# Exercise data start

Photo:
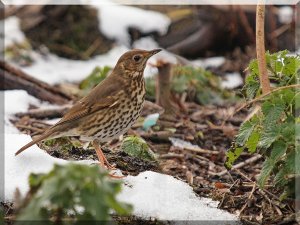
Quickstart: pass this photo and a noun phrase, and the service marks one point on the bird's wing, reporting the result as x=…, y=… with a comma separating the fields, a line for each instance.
x=104, y=95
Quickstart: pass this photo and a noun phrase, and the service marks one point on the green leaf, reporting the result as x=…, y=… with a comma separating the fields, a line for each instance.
x=278, y=150
x=66, y=188
x=273, y=111
x=269, y=135
x=246, y=130
x=137, y=147
x=288, y=168
x=253, y=141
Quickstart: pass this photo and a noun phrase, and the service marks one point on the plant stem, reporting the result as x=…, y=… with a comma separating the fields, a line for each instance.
x=260, y=49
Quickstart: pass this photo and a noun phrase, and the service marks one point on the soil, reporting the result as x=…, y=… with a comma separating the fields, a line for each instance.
x=236, y=190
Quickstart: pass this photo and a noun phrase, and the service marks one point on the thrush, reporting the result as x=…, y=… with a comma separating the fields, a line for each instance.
x=109, y=110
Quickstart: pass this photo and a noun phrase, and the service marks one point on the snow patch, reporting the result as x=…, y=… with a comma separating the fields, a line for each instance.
x=54, y=69
x=166, y=198
x=16, y=101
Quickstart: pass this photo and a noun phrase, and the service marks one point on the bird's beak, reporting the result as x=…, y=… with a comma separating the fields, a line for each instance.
x=153, y=52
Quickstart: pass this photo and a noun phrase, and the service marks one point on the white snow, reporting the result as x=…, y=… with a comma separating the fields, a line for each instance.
x=232, y=80
x=16, y=101
x=18, y=168
x=163, y=197
x=210, y=62
x=114, y=20
x=153, y=195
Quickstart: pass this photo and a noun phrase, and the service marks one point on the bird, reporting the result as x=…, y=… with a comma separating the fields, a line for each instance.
x=109, y=110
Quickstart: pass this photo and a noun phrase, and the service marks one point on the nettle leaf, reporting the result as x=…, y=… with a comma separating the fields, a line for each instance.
x=273, y=111
x=288, y=168
x=137, y=147
x=269, y=135
x=288, y=129
x=83, y=191
x=246, y=130
x=253, y=141
x=278, y=150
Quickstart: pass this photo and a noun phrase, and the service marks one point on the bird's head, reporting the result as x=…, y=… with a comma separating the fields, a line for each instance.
x=134, y=61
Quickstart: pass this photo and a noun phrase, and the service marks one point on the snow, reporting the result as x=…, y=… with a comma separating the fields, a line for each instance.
x=18, y=168
x=166, y=198
x=16, y=101
x=68, y=70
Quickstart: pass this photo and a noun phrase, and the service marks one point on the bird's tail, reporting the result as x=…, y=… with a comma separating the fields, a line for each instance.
x=38, y=139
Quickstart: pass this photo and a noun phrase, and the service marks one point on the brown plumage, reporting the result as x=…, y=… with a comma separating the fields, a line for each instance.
x=109, y=109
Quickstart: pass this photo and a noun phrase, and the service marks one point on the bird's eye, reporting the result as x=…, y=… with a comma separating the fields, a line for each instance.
x=137, y=58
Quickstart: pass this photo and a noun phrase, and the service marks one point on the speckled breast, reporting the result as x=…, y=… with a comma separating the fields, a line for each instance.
x=112, y=122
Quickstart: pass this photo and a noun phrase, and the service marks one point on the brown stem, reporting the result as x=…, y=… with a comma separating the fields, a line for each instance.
x=260, y=49
x=163, y=87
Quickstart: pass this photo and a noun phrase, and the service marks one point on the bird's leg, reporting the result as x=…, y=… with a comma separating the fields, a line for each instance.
x=102, y=159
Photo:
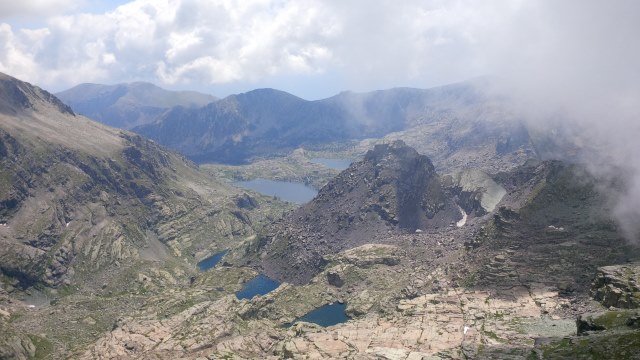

# Exercise data end

## Objective
Convert the rows from the line with "bird's tail, reporting" to the line with "x=38, y=139" into a two-column CSV with the header request,points, one row per request: put its text and its answer each in a single quoted field, with line breaks replaced by spaces.

## Complete output
request,points
"Quickstart: pass this photo and a noun phrase, and the service marks one point on the bird's tail, reporting the result as x=…, y=… with a comma separating the fields, a line for each instance.","x=38, y=139"